Задание:
Ответьте на вопросы по отрывку о петрашевцах:
1. С какого кружка, по словам В. И. Ленина, примерно ведет свою историю русская социалистическая интеллигенция?
2. Когда возникли первые социалистические объединения?
3. Какие офицеры названы среди участников этих собраний?

Фрагмент документа:
****

«Цари заревут на тронах своих!» Из истории петрашевцев
Лариса Адамова
М. В. Буташевич-Петрашевский и его единомышленники принадлежат к тому поколению, которое положило начало формированию социалистического направления в развитии революционного движения России. В. И. Ленин отмечал, что русская социалистическая интеллигенция ведет свою историю «начиная от кружка петрашевцев, примерно».
В середине 40-х годов XIX в. возникли первые социалистические объединения. Наиболее влиятельными среди них были кружок М. В. Петрашевского и связанные с ним собрания у А. Н. Плещеева, С. Ф. Дурова, Н. С. Кашкина и Н. А. Спешнева. Все они не были организационно оформлены. В них принимали участие люди различных занятий и интересов. Это были начинающие талантливые писатели (М. Е. Салтыков-Щедрин и Ф. М. Достоевский), поэты (А. Н. Плещеев, С. Ф. Дуров), молодой журналист и литературный критик В. Н. Майков, учителя (Ф. Г. Толль, А. П. Милюков, И. Л. Ястржембский, П. И. Белецкий, Ф. Н. Львов), офицеры (Н. А. Момбелли, Н. П. Григорьев), студенты (П, Н. Филиппов, А. В. Ханыков, И. М. Дебу, А. Д. Толстов), чиновники (Д. Д. Ахшарумов, А. П. Баласогло, К. М. Дебу), прогрессивный ученый и публицист (В. А. Милютин).

****

Исходные данные:
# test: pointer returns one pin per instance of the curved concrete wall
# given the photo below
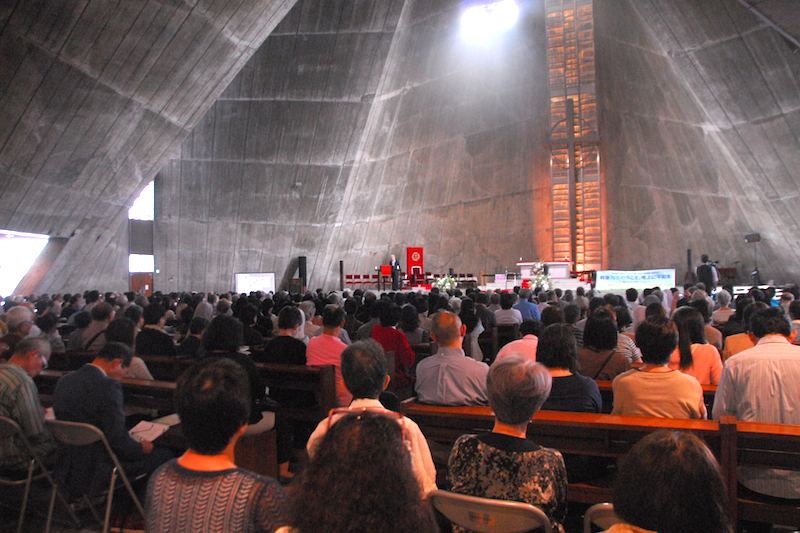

****

Ответ:
1. С кружка петрашевцев.
2. В середине 40-х годов XIX в.
3. Н. А. Момбелли и Н. П. Григорьев.